---------- Selected text ----------
14. The wire saw of claim 13, wherein said wire further comprises
diamond particles incorporated on the surface of said fibers, for
making said wire more abrasive.
15. The wire saw of claim 13, wherein said wire further comprises
silicon carbide particles incorporated on the surface of said
fibers, for making said wire more abrasive.
16. The wire saw of claim 13, wherein said wire further comprises
carbon nanotubes incorporated on the surface of said fibers, for
making said wire more abrasive.
17. The wire saw of claim 9, wherein said mechanism comprises: a
first reel; a second reel, spaced apart from and axially parallel
to said first reel, wherein said wire has first and second ends,
the first end of said wire being wound around said first reel, the
second end of said wire being wound around said second reel; and a
multiplicity of drums configured to translate said wire.
18. The wire saw of claim 9, wherein said wire is a continuous loop
wire and wherein said mechanism comprises a multiplicity of drums
configured to translate and tension said continuous loop wire.
19. The wire saw of claim 9, wherein said fixture is further
configured to produce a relative reciprocating movement between
said hard material and said wire.
----------
Direction A - Lay out as a numbered list the lines of the entries below, starting with the line that contains "Identify a point for each instance of the navy" and going on through the line that contains "(1306, 483)". Omit any blank lines.
---------- Input records ----------
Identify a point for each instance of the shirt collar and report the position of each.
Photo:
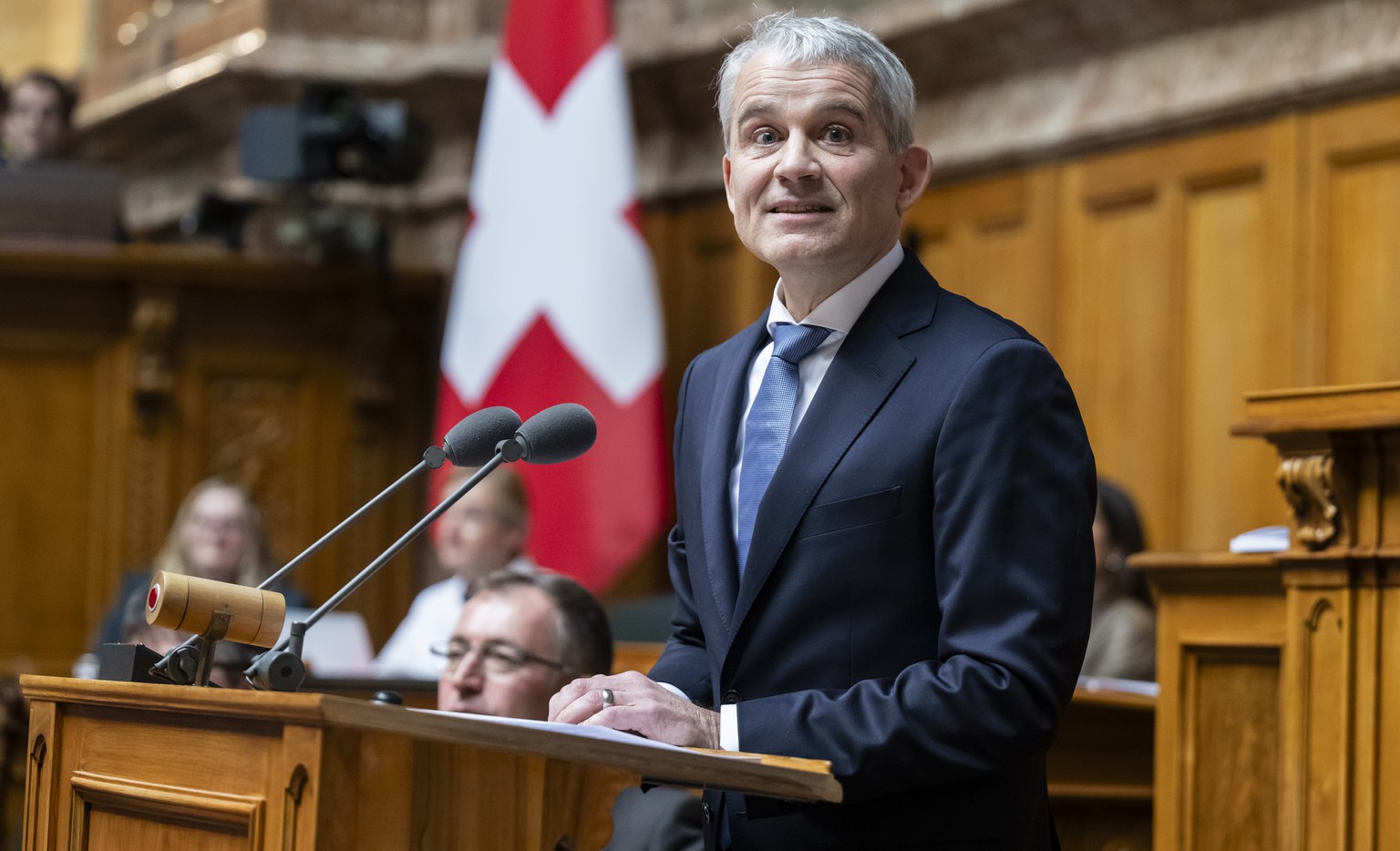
----------
---------- Input records ----------
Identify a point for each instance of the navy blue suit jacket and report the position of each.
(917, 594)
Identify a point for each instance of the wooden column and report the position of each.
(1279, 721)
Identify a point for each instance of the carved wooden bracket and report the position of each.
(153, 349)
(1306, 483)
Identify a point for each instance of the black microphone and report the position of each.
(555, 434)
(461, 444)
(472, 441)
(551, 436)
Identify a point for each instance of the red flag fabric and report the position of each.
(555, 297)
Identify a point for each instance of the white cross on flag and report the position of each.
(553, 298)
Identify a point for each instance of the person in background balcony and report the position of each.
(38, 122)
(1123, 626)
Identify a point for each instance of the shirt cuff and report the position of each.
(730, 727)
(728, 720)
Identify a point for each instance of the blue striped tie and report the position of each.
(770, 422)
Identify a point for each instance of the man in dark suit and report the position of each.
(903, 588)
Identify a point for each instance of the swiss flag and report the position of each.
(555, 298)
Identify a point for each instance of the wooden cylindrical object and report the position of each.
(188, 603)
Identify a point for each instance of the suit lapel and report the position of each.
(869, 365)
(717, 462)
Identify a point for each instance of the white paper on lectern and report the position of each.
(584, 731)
----------
---------- Input records ----------
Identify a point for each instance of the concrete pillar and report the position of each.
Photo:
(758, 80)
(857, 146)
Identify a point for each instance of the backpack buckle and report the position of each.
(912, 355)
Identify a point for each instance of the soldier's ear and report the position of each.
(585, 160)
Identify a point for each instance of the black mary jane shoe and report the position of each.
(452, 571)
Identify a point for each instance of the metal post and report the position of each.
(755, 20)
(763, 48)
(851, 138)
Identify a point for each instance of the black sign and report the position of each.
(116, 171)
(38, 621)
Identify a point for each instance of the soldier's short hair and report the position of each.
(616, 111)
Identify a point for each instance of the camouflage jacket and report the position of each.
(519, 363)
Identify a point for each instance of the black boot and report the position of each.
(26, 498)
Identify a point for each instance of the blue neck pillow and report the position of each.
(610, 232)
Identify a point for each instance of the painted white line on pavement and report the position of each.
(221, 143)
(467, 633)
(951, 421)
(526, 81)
----------
Direction B - Transcribe the wire saw claims word for word, starting with "17. The wire" and going on through "continuous loop wire.".

Reply A -
1. Identify a point for each instance of the navy blue suit jacket and report the position of each.
2. (917, 594)
3. Identify a point for each instance of the wooden column and report the position of each.
4. (1279, 721)
5. Identify a point for each instance of the carved wooden bracket and report the position of each.
6. (153, 349)
7. (1306, 483)

Reply B -
17. The wire saw of claim 9, wherein said mechanism comprises: a
first reel; a second reel, spaced apart from and axially parallel
to said first reel, wherein said wire has first and second ends,
the first end of said wire being wound around said first reel, the
second end of said wire being wound around said second reel; and a
multiplicity of drums configured to translate said wire.
18. The wire saw of claim 9, wherein said wire is a continuous loop
wire and wherein said mechanism comprises a multiplicity of drums
configured to translate and tension said continuous loop wire.